— START Text block —
So I am hardly opposed to the idea of extraterrestrials visiting us. If we ourselves are poking around our solar system, if we are capable, as we are, of sending our own spacecraft not just to the other planets in our solar system but beyond our solar system to the stars, then surely other civilizations, if they exist, thousands or millions of years more advanced than ours, ought to be able to achieve interstellar spaceflight much more readily, much more swiftly.
And I don't for a moment deny this as a possibility. I would stress that the economy of effort is far greater for radio communication than direct communication by interstellar spacecraft. I would argue that you can broadcast to millions or thousands of millions of worlds simultaneously, speedily, inexpensively, in a way that even for a very advanced civilization would be much more difficult and costly to do via interstellar spacecraft. However, I certainly could not exclude the possibility that the Earth is now or once was visited. But precisely because the stakes in the answer are high, precisely because this is an issue that engages powerful emotions, we would in this case demand only the most scrupulous standards of evidence.
— END Text block —
— START Data shown —
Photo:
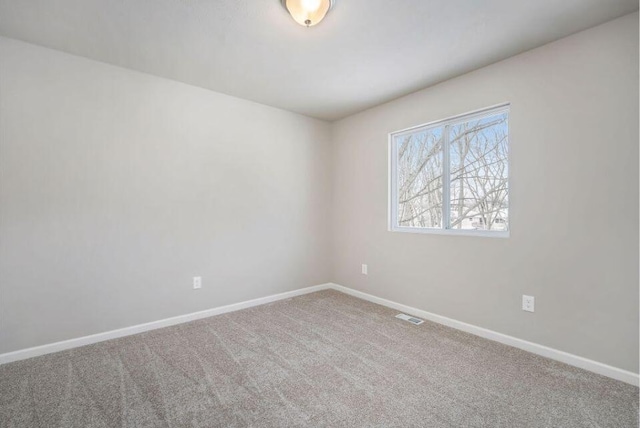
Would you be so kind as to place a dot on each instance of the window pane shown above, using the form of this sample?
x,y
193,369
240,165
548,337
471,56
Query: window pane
x,y
479,172
420,178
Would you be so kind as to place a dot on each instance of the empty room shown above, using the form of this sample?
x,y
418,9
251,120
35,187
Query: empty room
x,y
319,213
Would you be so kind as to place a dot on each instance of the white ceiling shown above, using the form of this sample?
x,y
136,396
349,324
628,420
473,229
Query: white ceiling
x,y
364,53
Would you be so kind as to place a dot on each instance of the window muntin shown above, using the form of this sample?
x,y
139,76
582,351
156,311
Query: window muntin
x,y
452,176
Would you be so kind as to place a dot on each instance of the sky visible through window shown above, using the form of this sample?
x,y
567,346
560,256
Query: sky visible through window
x,y
477,176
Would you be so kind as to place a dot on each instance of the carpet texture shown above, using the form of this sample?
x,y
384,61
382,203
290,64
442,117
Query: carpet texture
x,y
319,360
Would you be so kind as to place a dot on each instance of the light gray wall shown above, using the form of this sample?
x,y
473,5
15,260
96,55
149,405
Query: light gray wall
x,y
574,201
117,187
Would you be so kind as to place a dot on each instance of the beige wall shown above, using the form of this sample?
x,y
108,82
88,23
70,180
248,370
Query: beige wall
x,y
116,188
574,201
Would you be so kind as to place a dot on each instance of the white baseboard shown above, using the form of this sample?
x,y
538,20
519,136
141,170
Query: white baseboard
x,y
127,331
545,351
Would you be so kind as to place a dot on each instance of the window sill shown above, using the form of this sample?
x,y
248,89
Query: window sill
x,y
453,232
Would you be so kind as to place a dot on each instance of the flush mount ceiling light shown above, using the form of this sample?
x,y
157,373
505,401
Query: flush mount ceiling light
x,y
308,12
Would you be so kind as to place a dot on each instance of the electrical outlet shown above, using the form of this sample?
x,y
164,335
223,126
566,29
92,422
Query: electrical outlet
x,y
197,282
528,303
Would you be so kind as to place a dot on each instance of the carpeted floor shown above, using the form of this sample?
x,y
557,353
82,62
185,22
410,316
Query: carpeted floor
x,y
320,360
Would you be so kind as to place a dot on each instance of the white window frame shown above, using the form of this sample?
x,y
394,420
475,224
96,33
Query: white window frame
x,y
446,208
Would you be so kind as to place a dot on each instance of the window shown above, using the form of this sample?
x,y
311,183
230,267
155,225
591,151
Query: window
x,y
452,176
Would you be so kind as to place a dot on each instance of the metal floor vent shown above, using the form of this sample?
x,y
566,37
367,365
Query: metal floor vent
x,y
412,320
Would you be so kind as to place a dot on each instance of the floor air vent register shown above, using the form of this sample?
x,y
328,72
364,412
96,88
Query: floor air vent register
x,y
409,318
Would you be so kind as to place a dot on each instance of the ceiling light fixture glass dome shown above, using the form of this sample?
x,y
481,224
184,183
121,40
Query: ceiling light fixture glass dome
x,y
308,12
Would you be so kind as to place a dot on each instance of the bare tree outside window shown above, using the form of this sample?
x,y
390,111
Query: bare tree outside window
x,y
420,179
453,175
479,174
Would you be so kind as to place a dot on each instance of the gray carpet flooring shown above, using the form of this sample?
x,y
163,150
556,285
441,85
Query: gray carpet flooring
x,y
320,360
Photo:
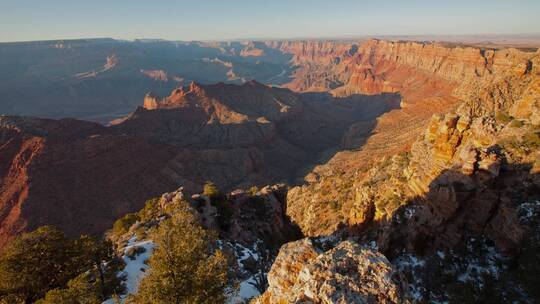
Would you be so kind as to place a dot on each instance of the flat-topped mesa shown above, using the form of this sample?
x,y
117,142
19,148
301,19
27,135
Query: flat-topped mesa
x,y
152,101
229,103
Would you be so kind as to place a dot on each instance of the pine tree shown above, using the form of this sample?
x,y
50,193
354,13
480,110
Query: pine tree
x,y
79,291
35,263
186,266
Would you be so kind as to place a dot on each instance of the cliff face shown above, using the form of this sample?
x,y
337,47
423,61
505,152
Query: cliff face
x,y
73,175
81,176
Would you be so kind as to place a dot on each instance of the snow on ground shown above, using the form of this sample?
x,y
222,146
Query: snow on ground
x,y
247,290
135,269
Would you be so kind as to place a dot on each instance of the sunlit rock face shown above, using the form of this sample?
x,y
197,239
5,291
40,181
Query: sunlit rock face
x,y
347,273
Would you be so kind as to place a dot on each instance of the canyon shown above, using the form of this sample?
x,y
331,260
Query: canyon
x,y
407,154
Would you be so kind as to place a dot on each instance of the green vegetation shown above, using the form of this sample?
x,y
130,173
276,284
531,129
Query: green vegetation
x,y
150,210
122,225
219,200
186,266
46,261
78,291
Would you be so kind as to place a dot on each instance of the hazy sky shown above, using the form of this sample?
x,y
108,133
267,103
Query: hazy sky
x,y
22,20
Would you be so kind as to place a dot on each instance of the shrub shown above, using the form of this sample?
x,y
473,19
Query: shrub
x,y
38,262
150,210
219,200
212,192
134,251
122,225
186,266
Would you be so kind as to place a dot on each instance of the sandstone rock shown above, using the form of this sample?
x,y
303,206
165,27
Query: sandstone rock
x,y
347,273
284,273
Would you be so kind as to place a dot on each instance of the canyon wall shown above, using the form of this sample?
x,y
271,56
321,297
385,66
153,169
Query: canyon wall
x,y
432,79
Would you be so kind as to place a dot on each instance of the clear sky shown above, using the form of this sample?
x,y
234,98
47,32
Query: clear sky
x,y
22,20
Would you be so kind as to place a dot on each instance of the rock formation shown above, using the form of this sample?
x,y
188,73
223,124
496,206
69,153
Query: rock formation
x,y
234,135
346,273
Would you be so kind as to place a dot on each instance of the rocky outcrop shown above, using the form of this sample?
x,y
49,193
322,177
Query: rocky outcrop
x,y
347,273
236,136
430,78
73,175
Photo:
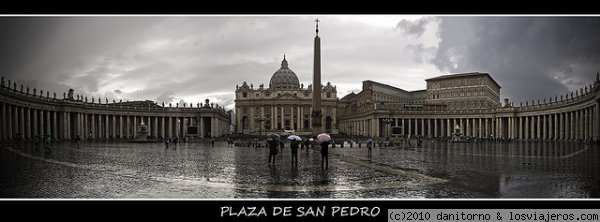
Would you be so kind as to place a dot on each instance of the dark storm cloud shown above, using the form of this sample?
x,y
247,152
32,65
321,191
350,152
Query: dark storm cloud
x,y
530,57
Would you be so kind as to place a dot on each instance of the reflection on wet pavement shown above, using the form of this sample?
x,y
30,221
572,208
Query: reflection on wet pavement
x,y
195,170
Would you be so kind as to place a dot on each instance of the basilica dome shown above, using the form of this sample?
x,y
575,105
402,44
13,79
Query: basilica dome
x,y
284,78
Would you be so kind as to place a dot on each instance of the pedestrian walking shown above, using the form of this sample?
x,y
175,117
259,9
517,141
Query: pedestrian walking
x,y
294,146
78,141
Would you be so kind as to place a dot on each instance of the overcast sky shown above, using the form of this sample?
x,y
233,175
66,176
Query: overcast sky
x,y
191,58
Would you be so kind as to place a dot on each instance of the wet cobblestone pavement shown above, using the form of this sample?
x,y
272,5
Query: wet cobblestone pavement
x,y
196,170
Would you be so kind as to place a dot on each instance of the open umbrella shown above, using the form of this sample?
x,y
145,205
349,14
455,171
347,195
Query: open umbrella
x,y
273,137
323,137
294,137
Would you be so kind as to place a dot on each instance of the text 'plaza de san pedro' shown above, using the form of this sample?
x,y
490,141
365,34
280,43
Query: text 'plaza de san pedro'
x,y
468,102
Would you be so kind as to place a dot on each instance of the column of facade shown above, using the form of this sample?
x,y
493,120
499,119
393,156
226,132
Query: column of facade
x,y
429,134
561,126
35,123
468,128
588,118
121,127
537,127
113,125
583,121
590,121
556,126
544,131
42,123
409,127
586,124
106,126
169,127
63,125
423,127
9,122
283,118
596,120
93,126
162,127
510,128
202,126
213,129
579,124
435,129
448,127
22,121
55,124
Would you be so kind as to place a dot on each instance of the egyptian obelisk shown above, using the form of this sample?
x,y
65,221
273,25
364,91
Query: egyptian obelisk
x,y
316,113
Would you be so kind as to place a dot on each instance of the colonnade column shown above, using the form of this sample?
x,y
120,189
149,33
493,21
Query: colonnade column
x,y
596,120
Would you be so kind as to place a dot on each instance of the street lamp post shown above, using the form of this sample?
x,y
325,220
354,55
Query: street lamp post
x,y
260,119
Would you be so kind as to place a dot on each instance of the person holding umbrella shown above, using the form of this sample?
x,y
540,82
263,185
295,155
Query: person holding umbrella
x,y
324,139
370,145
295,142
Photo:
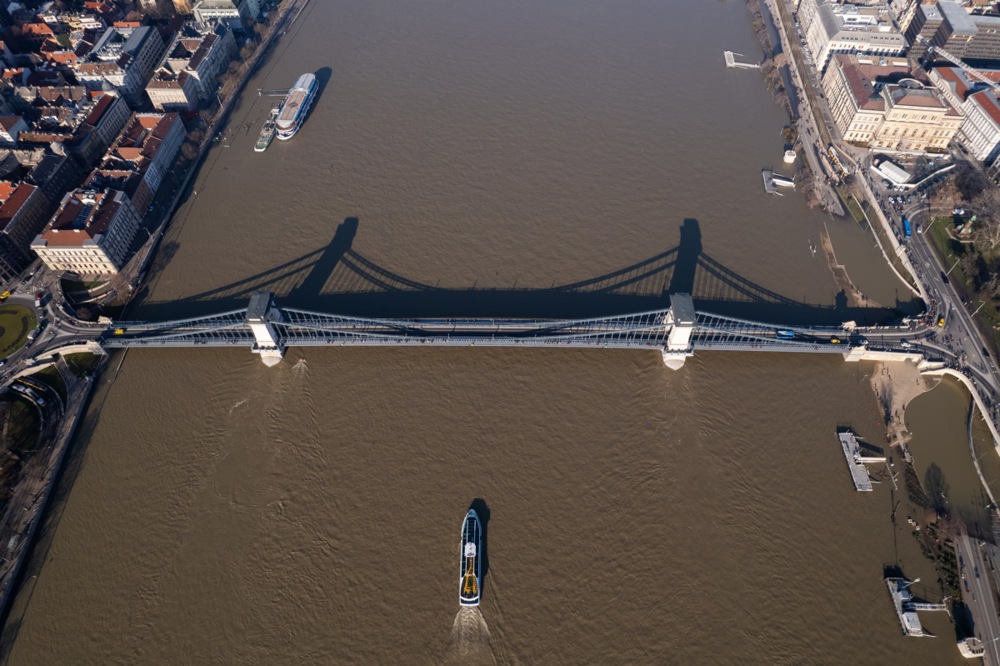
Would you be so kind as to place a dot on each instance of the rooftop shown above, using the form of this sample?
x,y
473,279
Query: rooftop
x,y
82,216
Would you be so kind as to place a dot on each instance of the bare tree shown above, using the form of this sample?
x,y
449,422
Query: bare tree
x,y
987,227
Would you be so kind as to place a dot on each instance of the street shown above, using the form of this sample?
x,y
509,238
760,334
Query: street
x,y
978,596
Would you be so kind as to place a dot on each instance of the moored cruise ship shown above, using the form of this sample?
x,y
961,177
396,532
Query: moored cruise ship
x,y
470,561
296,106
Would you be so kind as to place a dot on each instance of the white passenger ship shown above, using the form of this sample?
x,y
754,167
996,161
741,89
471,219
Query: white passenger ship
x,y
296,106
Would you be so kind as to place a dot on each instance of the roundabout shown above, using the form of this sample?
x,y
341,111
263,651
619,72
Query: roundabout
x,y
16,321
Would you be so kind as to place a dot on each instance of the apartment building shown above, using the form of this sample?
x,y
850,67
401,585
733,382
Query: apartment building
x,y
140,158
91,234
980,130
832,27
123,60
883,103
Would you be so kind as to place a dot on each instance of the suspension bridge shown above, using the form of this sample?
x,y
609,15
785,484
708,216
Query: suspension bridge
x,y
676,332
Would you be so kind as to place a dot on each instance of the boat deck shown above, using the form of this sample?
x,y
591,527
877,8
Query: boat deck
x,y
291,108
769,185
859,474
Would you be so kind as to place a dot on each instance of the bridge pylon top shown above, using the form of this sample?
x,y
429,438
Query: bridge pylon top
x,y
260,306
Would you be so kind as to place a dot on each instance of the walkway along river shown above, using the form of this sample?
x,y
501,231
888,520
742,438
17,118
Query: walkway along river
x,y
224,511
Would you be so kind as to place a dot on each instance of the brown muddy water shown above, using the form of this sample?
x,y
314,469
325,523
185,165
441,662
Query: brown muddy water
x,y
519,158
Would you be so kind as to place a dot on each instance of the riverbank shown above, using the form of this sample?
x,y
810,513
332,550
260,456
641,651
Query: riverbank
x,y
895,385
29,499
32,494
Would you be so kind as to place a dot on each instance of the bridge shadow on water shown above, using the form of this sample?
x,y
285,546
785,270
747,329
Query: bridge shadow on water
x,y
339,279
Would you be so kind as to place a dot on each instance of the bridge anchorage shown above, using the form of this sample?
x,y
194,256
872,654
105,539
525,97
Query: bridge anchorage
x,y
675,332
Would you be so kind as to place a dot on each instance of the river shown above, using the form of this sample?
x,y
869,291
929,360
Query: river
x,y
522,158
— END Data shown —
**Objective 1**
Quote the passage above on extraterrestrial visitation from "And I don't" to "standards of evidence.".
**Objective 2**
Continue the passage above on possible extraterrestrial visits to Earth from where it stops.

**Task output 1**
And I don't for a moment deny this as a possibility. I would stress that the economy of effort is far greater for radio communication than direct communication by interstellar spacecraft. I would argue that you can broadcast to millions or thousands of millions of worlds simultaneously, speedily, inexpensively, in a way that even for a very advanced civilization would be much more difficult and costly to do via interstellar spacecraft. However, I certainly could not exclude the possibility that the Earth is now or once was visited. But precisely because the stakes in the answer are high, precisely because this is an issue that engages powerful emotions, we would in this case demand only the most scrupulous standards of evidence.

**Task output 2**
I want tonight to discuss two modern hypotheses that I think are proper to call folklore, the ancient astronaut hypothesis and the UFO or unidentified flying object hypothesis, and then attempt to connect them with the history of slightly more conventional religions.
The ancient astronaut hypothesis was popularized most effectively by a Swiss hotelier named Erich von Daniken. And his works, the first of which was called Chariots of the Gods? (the question mark becoming suppressed in subsequent printings), were huge bestsellers in the late 1960s, early 1970s, selling worldwide tens of millions of copies, an enormously successful set of books.
The fundamental hypothesis of von Daniken was that there is impressed in the archaeology and folklore and myth of many civilizations on Earth certain indications of past contact with the Earth by extraterrestrial beings. This is not an absurd proposition on the face of it, but how acceptable the hypothesis is depends on how good the evidence is. And, unfortunately, the standards of evidence were extremely poor, in many cases nonexistent. So to give an example (and I promise I am not burlesquing the argument as I describe it), here is von Daniken's approach to the pyramids of Egypt: The pyramids of Egypt, he said, are constructed of individual blocks, rectangular paral-lelopipeds, each of which weighs twenty tons or thereabouts. "Twenty tons," he said. That's extremely heavy. Individual persons could not lift a twenty-ton block, much less many of them, to make a pyramid. Therefore modern construction equipment is necessary, and in 2000 to 3000 B.C., that could only be of extraterrestrial manufacture. Hence extraterrestrials exist.